Please repeat the lines from the one holding "If you could tag each instance of the dark" through the last line, inclusive, with no changes.

RECORDS TO PROCESS:
________________
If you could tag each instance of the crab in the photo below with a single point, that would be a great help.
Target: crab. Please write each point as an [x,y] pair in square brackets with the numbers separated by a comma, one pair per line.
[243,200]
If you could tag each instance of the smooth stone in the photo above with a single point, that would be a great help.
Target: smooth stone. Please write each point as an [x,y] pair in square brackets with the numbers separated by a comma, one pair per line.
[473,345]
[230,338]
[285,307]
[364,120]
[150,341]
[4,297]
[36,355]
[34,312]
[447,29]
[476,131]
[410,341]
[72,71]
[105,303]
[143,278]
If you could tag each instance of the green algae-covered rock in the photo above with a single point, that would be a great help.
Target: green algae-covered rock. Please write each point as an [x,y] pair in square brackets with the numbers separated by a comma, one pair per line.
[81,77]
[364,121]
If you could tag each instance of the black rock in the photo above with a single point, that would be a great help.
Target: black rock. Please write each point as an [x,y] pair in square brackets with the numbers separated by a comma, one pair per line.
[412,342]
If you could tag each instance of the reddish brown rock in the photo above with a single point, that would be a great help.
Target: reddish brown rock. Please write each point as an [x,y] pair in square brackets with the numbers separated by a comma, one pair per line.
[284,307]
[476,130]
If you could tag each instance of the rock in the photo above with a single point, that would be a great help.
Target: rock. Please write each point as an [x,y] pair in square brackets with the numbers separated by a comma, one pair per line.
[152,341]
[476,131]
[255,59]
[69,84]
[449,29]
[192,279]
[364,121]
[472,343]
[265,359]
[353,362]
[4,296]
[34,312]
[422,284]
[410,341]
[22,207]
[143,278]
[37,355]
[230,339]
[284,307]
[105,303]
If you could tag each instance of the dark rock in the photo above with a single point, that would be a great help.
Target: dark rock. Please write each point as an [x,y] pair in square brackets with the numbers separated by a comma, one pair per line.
________________
EXERCISE RESPONSE:
If you could tag each instance of the dark rock in the photo above with a single point, that would be a great help.
Target: dark rock. Please write each point as an [x,y] pair in square brackets with the numbers separated by a comma, one pair per line.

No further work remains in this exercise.